EXERCISE DESCRIPTION |
Copy the following lines word for word, changing nothing.

DATA PROVIDED |
────────────────────────────────────────

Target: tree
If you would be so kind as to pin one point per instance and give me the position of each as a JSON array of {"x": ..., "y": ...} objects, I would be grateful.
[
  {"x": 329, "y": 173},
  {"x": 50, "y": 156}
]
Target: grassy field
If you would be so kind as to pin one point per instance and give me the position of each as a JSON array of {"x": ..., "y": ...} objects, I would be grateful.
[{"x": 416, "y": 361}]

────────────────────────────────────────

WORKED SOLUTION |
Target: tree
If you would be so kind as to pin one point per instance and give me the position of each as a JSON array of {"x": ..., "y": ...} objects, I would be grateful.
[
  {"x": 329, "y": 173},
  {"x": 50, "y": 156}
]
Target: grassy field
If you would be so kind as to pin one point per instance and give me the position of each as a JSON array of {"x": ..., "y": ...} objects, I would be grateful.
[{"x": 416, "y": 361}]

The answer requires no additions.